_Task prompt:_ Print the listing below again from the line that contains "Could you please indicate the fork" onward, keeping every line exact and leaving out the lines before it.

_Data under study:_
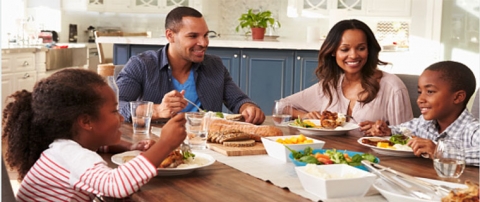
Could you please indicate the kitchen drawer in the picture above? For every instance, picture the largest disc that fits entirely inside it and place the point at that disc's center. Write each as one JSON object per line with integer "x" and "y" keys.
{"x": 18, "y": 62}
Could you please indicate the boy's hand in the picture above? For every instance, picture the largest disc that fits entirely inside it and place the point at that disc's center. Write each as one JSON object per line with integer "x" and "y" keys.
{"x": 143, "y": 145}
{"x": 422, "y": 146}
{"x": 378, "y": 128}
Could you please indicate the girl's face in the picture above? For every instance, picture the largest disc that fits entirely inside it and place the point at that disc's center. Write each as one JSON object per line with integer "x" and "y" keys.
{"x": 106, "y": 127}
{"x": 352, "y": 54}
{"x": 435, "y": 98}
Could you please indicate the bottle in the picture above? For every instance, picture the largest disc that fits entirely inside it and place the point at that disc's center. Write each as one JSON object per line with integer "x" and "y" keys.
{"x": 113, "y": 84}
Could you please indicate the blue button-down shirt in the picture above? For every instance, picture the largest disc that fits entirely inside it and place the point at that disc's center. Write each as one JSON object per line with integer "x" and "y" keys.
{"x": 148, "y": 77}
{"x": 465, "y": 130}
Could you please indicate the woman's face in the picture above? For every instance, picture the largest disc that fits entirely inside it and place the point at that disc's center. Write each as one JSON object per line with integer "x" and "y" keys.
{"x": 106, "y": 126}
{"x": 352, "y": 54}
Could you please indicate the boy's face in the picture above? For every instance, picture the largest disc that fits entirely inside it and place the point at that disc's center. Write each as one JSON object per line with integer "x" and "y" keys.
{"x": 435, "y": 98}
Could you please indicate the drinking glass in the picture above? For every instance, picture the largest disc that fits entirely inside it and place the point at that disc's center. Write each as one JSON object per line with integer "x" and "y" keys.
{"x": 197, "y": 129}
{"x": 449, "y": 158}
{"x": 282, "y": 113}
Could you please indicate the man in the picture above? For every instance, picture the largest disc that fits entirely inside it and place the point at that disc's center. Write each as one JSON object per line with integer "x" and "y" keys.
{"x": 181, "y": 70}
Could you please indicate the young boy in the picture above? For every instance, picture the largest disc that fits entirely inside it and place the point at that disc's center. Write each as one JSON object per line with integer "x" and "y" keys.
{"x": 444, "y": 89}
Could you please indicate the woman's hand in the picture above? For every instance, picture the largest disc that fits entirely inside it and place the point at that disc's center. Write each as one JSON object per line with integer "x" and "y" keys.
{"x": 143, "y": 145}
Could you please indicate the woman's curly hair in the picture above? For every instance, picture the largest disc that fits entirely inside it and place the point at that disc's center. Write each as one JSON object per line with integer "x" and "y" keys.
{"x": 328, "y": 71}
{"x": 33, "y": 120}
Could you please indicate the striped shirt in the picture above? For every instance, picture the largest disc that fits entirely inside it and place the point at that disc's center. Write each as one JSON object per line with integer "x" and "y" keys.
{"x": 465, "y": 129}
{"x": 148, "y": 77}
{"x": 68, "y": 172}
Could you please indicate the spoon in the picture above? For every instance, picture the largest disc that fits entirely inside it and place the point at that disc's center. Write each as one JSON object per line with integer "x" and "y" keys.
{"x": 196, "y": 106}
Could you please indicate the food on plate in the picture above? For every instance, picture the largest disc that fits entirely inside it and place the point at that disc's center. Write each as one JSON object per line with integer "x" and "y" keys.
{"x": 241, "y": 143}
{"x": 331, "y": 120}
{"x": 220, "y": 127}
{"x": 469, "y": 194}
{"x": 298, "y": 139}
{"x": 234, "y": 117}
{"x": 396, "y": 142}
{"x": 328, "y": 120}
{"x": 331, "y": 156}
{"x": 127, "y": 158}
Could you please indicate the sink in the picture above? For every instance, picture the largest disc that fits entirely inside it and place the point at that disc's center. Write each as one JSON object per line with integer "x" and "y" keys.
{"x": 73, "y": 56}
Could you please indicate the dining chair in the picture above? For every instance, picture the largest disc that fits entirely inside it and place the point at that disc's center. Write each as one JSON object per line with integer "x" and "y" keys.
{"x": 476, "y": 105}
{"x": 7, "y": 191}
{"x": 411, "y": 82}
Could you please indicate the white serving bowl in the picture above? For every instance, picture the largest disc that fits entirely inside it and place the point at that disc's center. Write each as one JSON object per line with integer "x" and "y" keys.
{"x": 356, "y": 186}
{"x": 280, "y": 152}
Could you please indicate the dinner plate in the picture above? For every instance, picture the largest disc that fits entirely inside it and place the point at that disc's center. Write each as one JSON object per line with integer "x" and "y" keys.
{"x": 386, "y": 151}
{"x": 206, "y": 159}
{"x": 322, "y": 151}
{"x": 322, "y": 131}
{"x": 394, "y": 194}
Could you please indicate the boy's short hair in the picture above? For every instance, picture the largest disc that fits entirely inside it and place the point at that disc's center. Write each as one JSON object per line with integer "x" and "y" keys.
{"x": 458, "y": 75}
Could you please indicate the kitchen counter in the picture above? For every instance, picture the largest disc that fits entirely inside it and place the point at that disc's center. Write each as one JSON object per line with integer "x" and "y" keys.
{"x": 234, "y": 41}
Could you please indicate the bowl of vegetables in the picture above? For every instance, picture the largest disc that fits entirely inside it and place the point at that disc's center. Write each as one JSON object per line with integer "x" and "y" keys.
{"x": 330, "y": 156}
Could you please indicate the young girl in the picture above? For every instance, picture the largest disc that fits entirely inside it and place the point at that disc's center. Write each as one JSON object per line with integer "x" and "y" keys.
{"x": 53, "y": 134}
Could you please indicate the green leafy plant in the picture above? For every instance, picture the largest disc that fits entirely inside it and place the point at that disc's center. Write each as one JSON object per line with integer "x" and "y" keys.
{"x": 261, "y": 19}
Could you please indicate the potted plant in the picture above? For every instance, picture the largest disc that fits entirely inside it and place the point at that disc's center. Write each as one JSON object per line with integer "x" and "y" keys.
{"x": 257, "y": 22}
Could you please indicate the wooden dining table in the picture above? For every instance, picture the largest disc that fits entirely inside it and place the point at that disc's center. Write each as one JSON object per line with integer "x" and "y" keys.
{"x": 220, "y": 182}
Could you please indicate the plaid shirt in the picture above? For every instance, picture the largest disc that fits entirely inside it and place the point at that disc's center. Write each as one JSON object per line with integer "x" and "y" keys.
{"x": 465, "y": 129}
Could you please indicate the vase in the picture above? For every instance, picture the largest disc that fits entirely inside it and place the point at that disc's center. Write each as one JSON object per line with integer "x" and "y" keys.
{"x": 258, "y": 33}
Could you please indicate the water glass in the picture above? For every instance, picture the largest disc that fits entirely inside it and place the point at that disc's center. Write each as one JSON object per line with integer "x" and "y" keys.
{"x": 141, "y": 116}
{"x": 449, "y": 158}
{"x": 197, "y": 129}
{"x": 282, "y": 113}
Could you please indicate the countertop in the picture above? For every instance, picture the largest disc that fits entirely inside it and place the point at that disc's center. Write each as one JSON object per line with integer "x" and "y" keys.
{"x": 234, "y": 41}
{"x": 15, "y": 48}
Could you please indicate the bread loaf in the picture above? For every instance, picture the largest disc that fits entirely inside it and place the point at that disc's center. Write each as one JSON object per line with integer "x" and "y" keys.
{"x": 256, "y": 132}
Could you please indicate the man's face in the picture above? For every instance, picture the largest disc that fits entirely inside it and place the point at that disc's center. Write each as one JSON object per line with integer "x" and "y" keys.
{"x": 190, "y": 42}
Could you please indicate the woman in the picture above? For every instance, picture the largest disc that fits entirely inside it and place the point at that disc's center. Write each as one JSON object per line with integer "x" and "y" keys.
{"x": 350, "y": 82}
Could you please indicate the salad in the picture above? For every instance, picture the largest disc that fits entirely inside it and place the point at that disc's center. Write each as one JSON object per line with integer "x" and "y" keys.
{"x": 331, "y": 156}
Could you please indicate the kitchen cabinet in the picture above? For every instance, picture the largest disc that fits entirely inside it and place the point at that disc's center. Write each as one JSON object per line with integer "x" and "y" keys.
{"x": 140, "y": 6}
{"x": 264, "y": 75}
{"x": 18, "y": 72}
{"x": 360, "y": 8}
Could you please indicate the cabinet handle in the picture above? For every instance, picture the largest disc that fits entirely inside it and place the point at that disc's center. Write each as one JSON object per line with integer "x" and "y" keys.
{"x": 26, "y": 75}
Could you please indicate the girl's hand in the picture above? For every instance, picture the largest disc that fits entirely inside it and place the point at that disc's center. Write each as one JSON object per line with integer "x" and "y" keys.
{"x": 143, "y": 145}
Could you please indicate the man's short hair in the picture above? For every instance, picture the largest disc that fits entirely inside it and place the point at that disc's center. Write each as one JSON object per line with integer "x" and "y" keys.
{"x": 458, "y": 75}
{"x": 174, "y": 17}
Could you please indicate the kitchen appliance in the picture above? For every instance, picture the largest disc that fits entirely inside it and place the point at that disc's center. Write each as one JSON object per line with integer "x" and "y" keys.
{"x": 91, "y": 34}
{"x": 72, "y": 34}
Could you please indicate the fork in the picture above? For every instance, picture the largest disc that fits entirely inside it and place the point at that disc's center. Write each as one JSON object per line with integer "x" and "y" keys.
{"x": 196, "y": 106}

_Response area:_
Could you please indicate the fork in the picture above? For every instance, picture the largest disc that fits entirely inside it and place the point at that disc's center. Write each as one JSON object per line with integer "x" and "y" keys.
{"x": 196, "y": 106}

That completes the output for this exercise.